(PAGE TEXT Opens)
Or, to return to the revealing cliché that arises whenever panic over the loss of younger members strikes, it illustrates the problem of “droves.” Young people are always said to be leaving the church “in droves,” and yet those most loudly lamenting this never seem to wonder who it is that’s driving those droves. These days, the drove-drivers are largely the very same people huffily sneering at “moralistic therapeutic deism.” (Git along! Get a move on! Git!)
These drivers include pretty much anyone still using the phrase “moralistic therapeutic deism.” These are Christians who reject as illegitimate anyone who does not also reject as illegitimate all of the folk/popular religious beliefs that Smith and Denton described.
They are, in other words, Christians who do not believe that “God wants people to be good, nice, and fair to each other.” This is why they view “moral[istic]” as a self-evidently negative aspect of MTD. And these are Christians who do not believe that God wants people “to be happy and to feel good about oneself,” which is why they regard the unambiguously positive adjective “therapeutic” as though it were somehow obviously ridiculous.
If one’s goal is to reach young people in a way that makes them want to believe what you believe and to belong with you in belonging, then it’s not helpful to begin by telling them that only godless fools would think being “good, nice, and fair to each other” was important or by suggesting that being happy or feeling worthy are somehow goals to be mocked.
(PAGE TEXT Closes)
(SOURCE MATERIAL Opens)
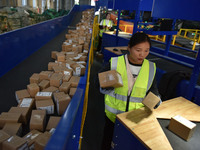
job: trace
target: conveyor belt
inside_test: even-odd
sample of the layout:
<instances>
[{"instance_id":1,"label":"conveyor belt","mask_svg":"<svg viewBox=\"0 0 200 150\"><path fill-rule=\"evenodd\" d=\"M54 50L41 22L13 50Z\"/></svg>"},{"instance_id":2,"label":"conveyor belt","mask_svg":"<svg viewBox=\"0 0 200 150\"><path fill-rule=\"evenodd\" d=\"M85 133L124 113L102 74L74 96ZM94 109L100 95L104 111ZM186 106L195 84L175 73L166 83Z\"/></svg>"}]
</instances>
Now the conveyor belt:
<instances>
[{"instance_id":1,"label":"conveyor belt","mask_svg":"<svg viewBox=\"0 0 200 150\"><path fill-rule=\"evenodd\" d=\"M78 12L74 16L70 26L75 27L80 21L80 18L81 12ZM58 36L0 78L0 113L7 112L10 107L17 105L15 91L26 89L26 86L29 84L29 78L33 73L40 73L41 71L48 70L48 63L54 61L51 58L51 51L61 51L61 46L65 40L67 31L68 29L65 29Z\"/></svg>"}]
</instances>

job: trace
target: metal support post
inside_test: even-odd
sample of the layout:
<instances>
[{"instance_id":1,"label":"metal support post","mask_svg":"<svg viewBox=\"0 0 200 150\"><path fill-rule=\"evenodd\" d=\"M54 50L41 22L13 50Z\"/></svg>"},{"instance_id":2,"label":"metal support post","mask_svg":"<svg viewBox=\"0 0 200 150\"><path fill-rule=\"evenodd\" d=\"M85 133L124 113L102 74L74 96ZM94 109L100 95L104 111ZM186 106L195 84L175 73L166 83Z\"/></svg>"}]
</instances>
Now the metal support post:
<instances>
[{"instance_id":1,"label":"metal support post","mask_svg":"<svg viewBox=\"0 0 200 150\"><path fill-rule=\"evenodd\" d=\"M194 96L195 86L199 77L200 73L200 53L197 55L196 63L194 65L192 75L190 78L190 83L188 85L188 90L185 95L185 98L188 100L192 100L192 97Z\"/></svg>"}]
</instances>

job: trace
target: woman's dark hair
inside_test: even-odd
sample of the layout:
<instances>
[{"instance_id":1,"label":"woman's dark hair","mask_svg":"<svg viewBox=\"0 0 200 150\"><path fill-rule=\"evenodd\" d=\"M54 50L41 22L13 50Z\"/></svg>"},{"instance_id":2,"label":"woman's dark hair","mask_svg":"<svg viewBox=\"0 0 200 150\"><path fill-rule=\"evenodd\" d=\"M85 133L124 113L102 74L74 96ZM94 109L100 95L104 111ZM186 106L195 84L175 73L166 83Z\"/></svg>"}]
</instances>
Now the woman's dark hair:
<instances>
[{"instance_id":1,"label":"woman's dark hair","mask_svg":"<svg viewBox=\"0 0 200 150\"><path fill-rule=\"evenodd\" d=\"M128 45L131 48L131 47L133 47L137 44L143 43L143 42L148 42L151 47L151 40L150 40L149 36L145 33L137 32L132 35Z\"/></svg>"}]
</instances>

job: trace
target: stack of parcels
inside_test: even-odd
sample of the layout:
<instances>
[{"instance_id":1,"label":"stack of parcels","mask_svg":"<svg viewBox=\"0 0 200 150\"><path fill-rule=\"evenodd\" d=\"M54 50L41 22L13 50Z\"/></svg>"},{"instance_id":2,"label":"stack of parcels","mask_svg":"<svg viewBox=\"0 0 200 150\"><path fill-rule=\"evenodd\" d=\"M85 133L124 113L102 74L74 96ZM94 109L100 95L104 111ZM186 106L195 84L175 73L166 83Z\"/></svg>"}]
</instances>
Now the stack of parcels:
<instances>
[{"instance_id":1,"label":"stack of parcels","mask_svg":"<svg viewBox=\"0 0 200 150\"><path fill-rule=\"evenodd\" d=\"M0 114L0 149L45 148L85 74L93 15L94 9L84 11L62 51L52 51L48 70L33 73L27 87L15 92L18 105Z\"/></svg>"}]
</instances>

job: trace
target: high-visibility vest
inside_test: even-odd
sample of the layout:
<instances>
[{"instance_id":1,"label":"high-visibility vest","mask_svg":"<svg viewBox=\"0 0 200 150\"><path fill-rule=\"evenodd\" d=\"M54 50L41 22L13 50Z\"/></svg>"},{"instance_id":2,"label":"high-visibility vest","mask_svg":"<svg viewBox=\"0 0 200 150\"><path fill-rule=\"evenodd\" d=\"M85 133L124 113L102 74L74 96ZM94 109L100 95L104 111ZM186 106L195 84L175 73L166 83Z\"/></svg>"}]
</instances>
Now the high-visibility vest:
<instances>
[{"instance_id":1,"label":"high-visibility vest","mask_svg":"<svg viewBox=\"0 0 200 150\"><path fill-rule=\"evenodd\" d=\"M103 20L103 25L102 26L111 26L112 22L109 20L108 22L108 25L106 24L106 19ZM100 29L99 31L99 36L102 37L103 36L103 33L106 32L106 31L109 31L107 28L105 29Z\"/></svg>"},{"instance_id":2,"label":"high-visibility vest","mask_svg":"<svg viewBox=\"0 0 200 150\"><path fill-rule=\"evenodd\" d=\"M144 59L140 72L133 85L131 94L128 96L128 77L124 56L111 58L111 70L121 74L123 87L115 88L105 95L106 116L115 122L116 115L126 111L127 100L129 99L128 111L144 107L142 100L150 89L156 72L155 63Z\"/></svg>"}]
</instances>

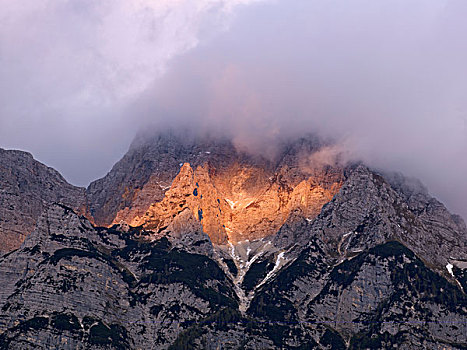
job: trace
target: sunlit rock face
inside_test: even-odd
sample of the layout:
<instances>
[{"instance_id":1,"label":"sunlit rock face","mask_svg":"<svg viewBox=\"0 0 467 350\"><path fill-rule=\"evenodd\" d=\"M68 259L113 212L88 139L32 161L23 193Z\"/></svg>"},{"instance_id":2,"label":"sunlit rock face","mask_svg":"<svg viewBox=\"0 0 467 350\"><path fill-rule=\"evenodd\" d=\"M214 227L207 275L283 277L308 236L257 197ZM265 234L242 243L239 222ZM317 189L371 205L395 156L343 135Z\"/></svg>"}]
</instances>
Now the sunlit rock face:
<instances>
[{"instance_id":1,"label":"sunlit rock face","mask_svg":"<svg viewBox=\"0 0 467 350\"><path fill-rule=\"evenodd\" d=\"M217 172L209 165L193 169L185 163L163 200L130 224L163 230L189 208L215 244L255 240L276 233L294 209L300 208L307 218L316 217L340 188L338 176L329 185L318 177L296 186L279 178L239 164Z\"/></svg>"},{"instance_id":2,"label":"sunlit rock face","mask_svg":"<svg viewBox=\"0 0 467 350\"><path fill-rule=\"evenodd\" d=\"M174 135L159 137L133 148L132 156L121 161L135 162L126 164L132 169L151 164L146 183L121 183L119 210L111 214L112 221L102 220L99 213L95 218L104 225L124 221L157 234L189 209L214 244L271 236L297 209L307 219L315 218L339 191L343 171L336 159L313 161L321 148L315 139L301 139L284 145L271 160L238 152L228 141L184 143ZM113 176L111 172L100 181Z\"/></svg>"}]
</instances>

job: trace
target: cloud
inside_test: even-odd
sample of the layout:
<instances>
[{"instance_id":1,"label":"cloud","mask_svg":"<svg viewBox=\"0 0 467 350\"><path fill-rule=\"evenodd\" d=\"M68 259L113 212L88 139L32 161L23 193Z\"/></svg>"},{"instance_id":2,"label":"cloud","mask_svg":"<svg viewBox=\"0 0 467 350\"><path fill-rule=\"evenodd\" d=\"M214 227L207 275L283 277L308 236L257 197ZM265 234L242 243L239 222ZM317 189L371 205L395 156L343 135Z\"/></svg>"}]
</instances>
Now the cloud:
<instances>
[{"instance_id":1,"label":"cloud","mask_svg":"<svg viewBox=\"0 0 467 350\"><path fill-rule=\"evenodd\" d=\"M147 124L262 153L317 132L467 217L466 15L464 0L4 0L0 139L86 183Z\"/></svg>"}]
</instances>

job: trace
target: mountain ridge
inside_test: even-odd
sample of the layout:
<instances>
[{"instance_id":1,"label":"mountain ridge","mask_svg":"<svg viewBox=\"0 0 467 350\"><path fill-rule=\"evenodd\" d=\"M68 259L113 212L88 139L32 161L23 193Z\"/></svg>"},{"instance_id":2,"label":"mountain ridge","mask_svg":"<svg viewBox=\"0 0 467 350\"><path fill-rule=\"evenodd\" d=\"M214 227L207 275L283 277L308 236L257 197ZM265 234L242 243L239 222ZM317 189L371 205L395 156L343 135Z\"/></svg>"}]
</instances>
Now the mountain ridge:
<instances>
[{"instance_id":1,"label":"mountain ridge","mask_svg":"<svg viewBox=\"0 0 467 350\"><path fill-rule=\"evenodd\" d=\"M189 141L132 146L88 210L45 206L0 257L0 348L467 347L467 229L423 186L313 166L316 140L275 162ZM217 239L214 218L242 234Z\"/></svg>"}]
</instances>

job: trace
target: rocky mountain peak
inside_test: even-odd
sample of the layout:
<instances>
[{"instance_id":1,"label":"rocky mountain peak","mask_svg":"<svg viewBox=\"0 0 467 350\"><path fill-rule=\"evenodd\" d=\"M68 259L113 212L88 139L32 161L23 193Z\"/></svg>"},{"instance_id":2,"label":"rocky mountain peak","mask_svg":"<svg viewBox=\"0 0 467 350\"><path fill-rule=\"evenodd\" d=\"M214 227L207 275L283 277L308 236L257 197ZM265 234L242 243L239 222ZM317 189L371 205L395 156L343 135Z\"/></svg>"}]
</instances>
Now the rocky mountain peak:
<instances>
[{"instance_id":1,"label":"rocky mountain peak","mask_svg":"<svg viewBox=\"0 0 467 350\"><path fill-rule=\"evenodd\" d=\"M320 148L312 138L301 139L271 160L238 151L228 140L158 136L134 143L90 186L91 203L101 208L91 213L97 223L126 222L157 233L189 209L214 244L264 238L298 208L313 219L339 191L342 167L308 161ZM120 168L135 172L123 175ZM118 194L101 202L109 190Z\"/></svg>"},{"instance_id":2,"label":"rocky mountain peak","mask_svg":"<svg viewBox=\"0 0 467 350\"><path fill-rule=\"evenodd\" d=\"M85 189L28 152L0 149L0 253L18 248L51 203L86 213Z\"/></svg>"}]
</instances>

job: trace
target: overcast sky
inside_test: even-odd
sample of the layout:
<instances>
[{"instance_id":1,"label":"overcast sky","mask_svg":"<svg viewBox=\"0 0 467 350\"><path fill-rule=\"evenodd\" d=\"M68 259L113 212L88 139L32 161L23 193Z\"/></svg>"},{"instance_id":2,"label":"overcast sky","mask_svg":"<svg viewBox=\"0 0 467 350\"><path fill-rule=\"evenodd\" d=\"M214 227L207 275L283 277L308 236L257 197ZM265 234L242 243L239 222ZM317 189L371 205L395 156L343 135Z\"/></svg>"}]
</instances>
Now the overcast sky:
<instances>
[{"instance_id":1,"label":"overcast sky","mask_svg":"<svg viewBox=\"0 0 467 350\"><path fill-rule=\"evenodd\" d=\"M135 133L319 132L467 217L465 0L0 0L0 147L73 184Z\"/></svg>"}]
</instances>

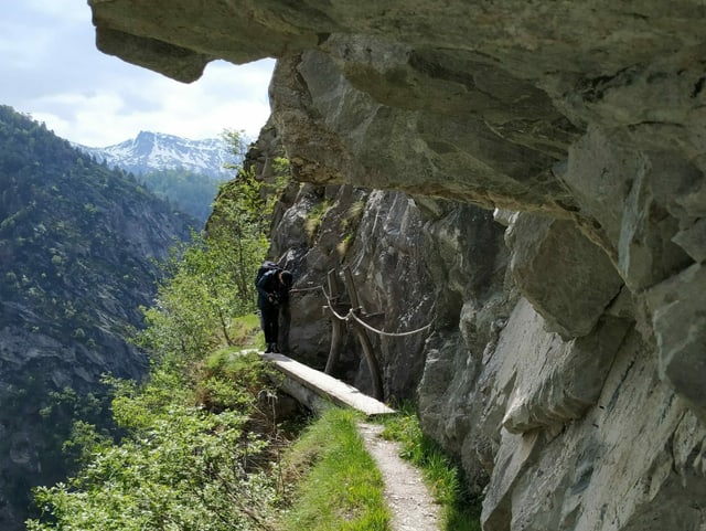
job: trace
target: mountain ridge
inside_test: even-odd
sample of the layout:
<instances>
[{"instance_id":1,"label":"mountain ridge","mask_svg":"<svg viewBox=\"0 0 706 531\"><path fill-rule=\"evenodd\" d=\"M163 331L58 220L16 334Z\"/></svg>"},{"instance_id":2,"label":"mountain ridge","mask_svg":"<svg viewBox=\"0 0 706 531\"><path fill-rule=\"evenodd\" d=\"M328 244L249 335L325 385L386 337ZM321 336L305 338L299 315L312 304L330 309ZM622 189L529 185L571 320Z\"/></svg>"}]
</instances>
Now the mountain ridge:
<instances>
[{"instance_id":1,"label":"mountain ridge","mask_svg":"<svg viewBox=\"0 0 706 531\"><path fill-rule=\"evenodd\" d=\"M183 169L216 180L229 178L225 164L238 164L223 138L192 140L165 132L140 131L135 138L106 147L72 146L92 155L98 162L143 174L153 170Z\"/></svg>"},{"instance_id":2,"label":"mountain ridge","mask_svg":"<svg viewBox=\"0 0 706 531\"><path fill-rule=\"evenodd\" d=\"M74 418L109 423L101 376L146 373L139 307L197 225L0 106L0 529L23 529L30 488L65 477Z\"/></svg>"}]
</instances>

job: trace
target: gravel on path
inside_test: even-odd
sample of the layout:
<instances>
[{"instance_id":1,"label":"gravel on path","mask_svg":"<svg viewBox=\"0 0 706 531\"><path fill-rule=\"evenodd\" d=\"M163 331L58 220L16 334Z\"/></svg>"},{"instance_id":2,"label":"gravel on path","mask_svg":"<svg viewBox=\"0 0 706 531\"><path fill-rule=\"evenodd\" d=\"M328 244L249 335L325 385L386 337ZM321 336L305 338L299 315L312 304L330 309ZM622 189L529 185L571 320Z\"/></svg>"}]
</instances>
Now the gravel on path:
<instances>
[{"instance_id":1,"label":"gravel on path","mask_svg":"<svg viewBox=\"0 0 706 531\"><path fill-rule=\"evenodd\" d=\"M439 531L439 506L435 503L421 474L399 457L397 443L383 439L383 426L360 423L359 432L385 481L385 498L393 531Z\"/></svg>"}]
</instances>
(SOURCE MATERIAL Closes)
**QUESTIONS TO ANSWER**
- 1) Output the part of the passage on moralistic therapeutic deism that begins at the words "Or, to return" and stops after "and Denton described.", without changing anything.
- 2) Pick up the passage on moralistic therapeutic deism after its final sentence and carry it forward.

**RESULTS FOR THE EXERCISE**
- 1)
Or, to return to the revealing cliché that arises whenever panic over the loss of younger members strikes, it illustrates the problem of “droves.” Young people are always said to be leaving the church “in droves,” and yet those most loudly lamenting this never seem to wonder who it is that’s driving those droves. These days, the drove-drivers are largely the very same people huffily sneering at “moralistic therapeutic deism.” (Git along! Get a move on! Git!)
These drivers include pretty much anyone still using the phrase “moralistic therapeutic deism.” These are Christians who reject as illegitimate anyone who does not also reject as illegitimate all of the folk/popular religious beliefs that Smith and Denton described.

- 2)
Yes, I get it. Soteriologically obsessed Protestants always get freaked out when they encounter the folk-religious belief of “Good people go to heaven when they die.” They’ve spent 500 years railing against such notions of “works righteousness” and it makes them want to scream. That screaming may not be quite so off-putting if what they end up screaming is all about God’s overwhelming grace or about our overwhelming need for it. But when, instead, they wind up raging and shouting that there’s no such thing as good people and no such thing as being good and no such thing as goodness or fairness or justice, then they should probably learn to take note of the looks of horror this shouting inevitably produces (and deserves).
Because when normal people hear anyone shouting like that — when they hear someone sanctimoniously sneering at morality and healing, derisively dismissing justice and the pursuit of happiness — those normal people are going to be driven away in droves. This is not because they are lost and depraved sinners, but because they are creatures bearing the image of God and recipients of the common grace that allows us all to recognize that morality, healing, fairness, and happiness are not Bad Things.
All of which is to say that if you encounter any of these perverse theobros in the wild — people unironically using “moral[istic] therapeutic deism” as an insult and an epithet — then steer clear and feel free to ignore them. They’re not serious people. Goodness and happiness are always going to elude them (and vice versa).
* For an example of that effect in this survey, consider the extreme individualism of the answers provided by the young people who participated in this survey. Every consideration here — providence, the character of God, goodness, fairness, happiness — is expressed in exclusively individualistic terms. That seems to say something significant about the religious beliefs of all of these young people, but only until you realize that all of the questions and all of the answers available to them were also expressed in those same individualistic terms and didn’t allow for much of anything else as a response.